### Aşağıdakileri tamamlayın
**A)** Diyarbakır kütüphaneleri üzerine olan metni baştan sona, hiçbir değişiklik yapmadan yeniden yazın.
**B)** Kayıtlarda "instance" kelimesinin geçtiği tüm satırları toplayın ve her birini olduğu gibi aktarın.

### Verilen metin
>>>>>
Mısır İskenderiye’de, Endülüs Gırnata’da zengin kütüphaneler tarih kitaplarında yerini almıştır. Diyarbakır’da da İslam döneminde “Eğil”, “Meyyafarıkın” ve “Amida” kütüphanesinin zengin olduğunu günümüze kadar ulaşan eserlerden anlıyoruz.
Diyarbakır’ın kütüphanelerinin zenginliğini ibnü’l-Ezrak Tarih-i Meyyafarıkin ve Amid’de belirtir. Nisanoğullarının egemen olduğu 1143-1183 yılları arasında Diyarbakır’daki kütüphane, dünyanın sayılı kütüphaneleri arasındadır.
Nisanoğulları’nın egemenliğine son veren Selahaddin-i Eyyubi, şehrin tesliminde ganimet olarak 1.040.000 cilt eseri içeren kütüphaneyi Danışmanı al-Kazi’l-Fazıl’a vermiştir. Danışman al-Kazi’l- -Fazıl, kütüphaneden yetmiş deve yükü kitabı, Mısır’daki kütüphanesine götürmüştür.(1)
Nisanoğlu Bahaüddin Mes’ud, Diyarbakır’ı terk ederken ‘’Bunlar arasında altın ve gümüş kablar, altınlı dokumalar, mücevherat ve madeni elbiseler vardı. Verilen mühlet zarfında malların pek azını taşıyabildi.’’diyen İmad al-Din al-Katip al-İsfahani, Nureddin Bin Kara Aslanın isteği üzerine El-Bark uş-Şami’de Selahaddin-i Eyyubi’nin Amid’e gidişlerini şu şekilde belirtir:’’Biz Hazrem’de iken Amid’in fethi ve temliki hususunda halifeden menşur geldi. Menşurun gelmesi üzerine kararımız katileşti. Lakin, bilindiği gibi, bu şehri fethedip Nureddin Bin Kara Aslan’a teslime söz vermiştik. Sultan ona verdiği bu sözü yerine getirmeye karar verdi. Zaten Amid halkı da bizi tutuyor ve şehrin bizim tarafımızdan fethedilmesini bekliyor, kendilerini İbn Nisan’ın boyunduruğundan kurtarmamızı istiyordu. Hududu korumaları için büyük kumandalarımızdan bazılarını Şam’ a gönderdikten sonra, kurban bayramı günlerinde Amid’ e hareket ettik.‘’ (2)
<<<<<
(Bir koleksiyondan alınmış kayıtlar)
>>>>>
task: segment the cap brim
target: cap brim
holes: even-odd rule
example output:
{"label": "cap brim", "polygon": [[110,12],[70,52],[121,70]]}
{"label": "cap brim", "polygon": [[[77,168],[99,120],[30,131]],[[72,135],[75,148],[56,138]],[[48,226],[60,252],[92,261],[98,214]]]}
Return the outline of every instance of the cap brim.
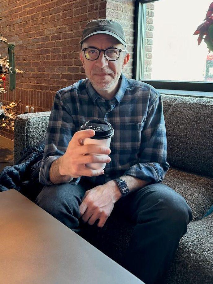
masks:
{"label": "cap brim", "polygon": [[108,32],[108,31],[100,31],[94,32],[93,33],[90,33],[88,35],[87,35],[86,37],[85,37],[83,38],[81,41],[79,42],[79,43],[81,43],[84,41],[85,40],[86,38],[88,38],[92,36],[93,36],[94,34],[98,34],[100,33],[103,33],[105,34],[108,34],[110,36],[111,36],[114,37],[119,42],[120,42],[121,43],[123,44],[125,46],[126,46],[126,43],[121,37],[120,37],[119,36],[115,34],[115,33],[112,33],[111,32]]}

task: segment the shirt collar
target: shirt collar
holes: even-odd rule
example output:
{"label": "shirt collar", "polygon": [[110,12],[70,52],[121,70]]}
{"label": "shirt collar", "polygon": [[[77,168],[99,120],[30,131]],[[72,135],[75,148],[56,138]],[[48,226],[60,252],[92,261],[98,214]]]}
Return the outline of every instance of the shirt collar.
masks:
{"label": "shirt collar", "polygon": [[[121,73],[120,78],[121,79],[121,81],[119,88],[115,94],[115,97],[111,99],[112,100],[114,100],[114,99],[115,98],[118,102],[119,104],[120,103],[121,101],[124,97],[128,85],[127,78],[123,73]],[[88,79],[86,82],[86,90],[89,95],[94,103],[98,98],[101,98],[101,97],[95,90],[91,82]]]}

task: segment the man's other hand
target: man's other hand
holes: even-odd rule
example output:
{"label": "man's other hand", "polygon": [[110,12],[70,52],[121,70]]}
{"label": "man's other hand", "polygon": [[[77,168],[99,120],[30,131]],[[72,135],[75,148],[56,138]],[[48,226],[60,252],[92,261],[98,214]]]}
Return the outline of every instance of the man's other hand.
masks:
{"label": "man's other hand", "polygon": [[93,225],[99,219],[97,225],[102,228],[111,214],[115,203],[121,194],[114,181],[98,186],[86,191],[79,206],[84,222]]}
<<<<<
>>>>>
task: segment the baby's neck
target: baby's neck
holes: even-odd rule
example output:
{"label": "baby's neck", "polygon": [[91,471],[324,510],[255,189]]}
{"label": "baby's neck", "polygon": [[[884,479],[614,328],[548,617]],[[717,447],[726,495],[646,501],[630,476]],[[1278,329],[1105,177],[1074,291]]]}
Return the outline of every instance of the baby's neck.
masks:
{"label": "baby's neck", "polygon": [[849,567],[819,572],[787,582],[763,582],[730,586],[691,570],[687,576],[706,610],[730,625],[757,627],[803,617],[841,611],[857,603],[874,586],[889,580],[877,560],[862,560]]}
<<<<<
### Yanıt listesi
**A)**
Mısır İskenderiye’de, Endülüs Gırnata’da zengin kütüphaneler tarih kitaplarında yerini almıştır. Diyarbakır’da da İslam döneminde “Eğil”, “Meyyafarıkın” ve “Amida” kütüphanesinin zengin olduğunu günümüze kadar ulaşan eserlerden anlıyoruz.
Diyarbakır’ın kütüphanelerinin zenginliğini ibnü’l-Ezrak Tarih-i Meyyafarıkin ve Amid’de belirtir. Nisanoğullarının egemen olduğu 1143-1183 yılları arasında Diyarbakır’daki kütüphane, dünyanın sayılı kütüphaneleri arasındadır.
Nisanoğulları’nın egemenliğine son veren Selahaddin-i Eyyubi, şehrin tesliminde ganimet olarak 1.040.000 cilt eseri içeren kütüphaneyi Danışmanı al-Kazi’l-Fazıl’a vermiştir. Danışman al-Kazi’l- -Fazıl, kütüphaneden yetmiş deve yükü kitabı, Mısır’daki kütüphanesine götürmüştür.(1)
Nisanoğlu Bahaüddin Mes’ud, Diyarbakır’ı terk ederken ‘’Bunlar arasında altın ve gümüş kablar, altınlı dokumalar, mücevherat ve madeni elbiseler vardı. Verilen mühlet zarfında malların pek azını taşıyabildi.’’diyen İmad al-Din al-Katip al-İsfahani, Nureddin Bin Kara Aslanın isteği üzerine El-Bark uş-Şami’de Selahaddin-i Eyyubi’nin Amid’e gidişlerini şu şekilde belirtir:’’Biz Hazrem’de iken Amid’in fethi ve temliki hususunda halifeden menşur geldi. Menşurun gelmesi üzerine kararımız katileşti. Lakin, bilindiği gibi, bu şehri fethedip Nureddin Bin Kara Aslan’a teslime söz vermiştik. Sultan ona verdiği bu sözü yerine getirmeye karar verdi. Zaten Amid halkı da bizi tutuyor ve şehrin bizim tarafımızdan fethedilmesini bekliyor, kendilerini İbn Nisan’ın boyunduruğundan kurtarmamızı istiyordu. Hududu korumaları için büyük kumandalarımızdan bazılarını Şam’ a gönderdikten sonra, kurban bayramı günlerinde Amid’ e hareket ettik.‘’ (2)

**B)**
Return the outline of every instance of the cap brim.
Return the outline of every instance of the shirt collar.
Return the outline of every instance of the man's other hand.
Return the outline of every instance of the baby's neck.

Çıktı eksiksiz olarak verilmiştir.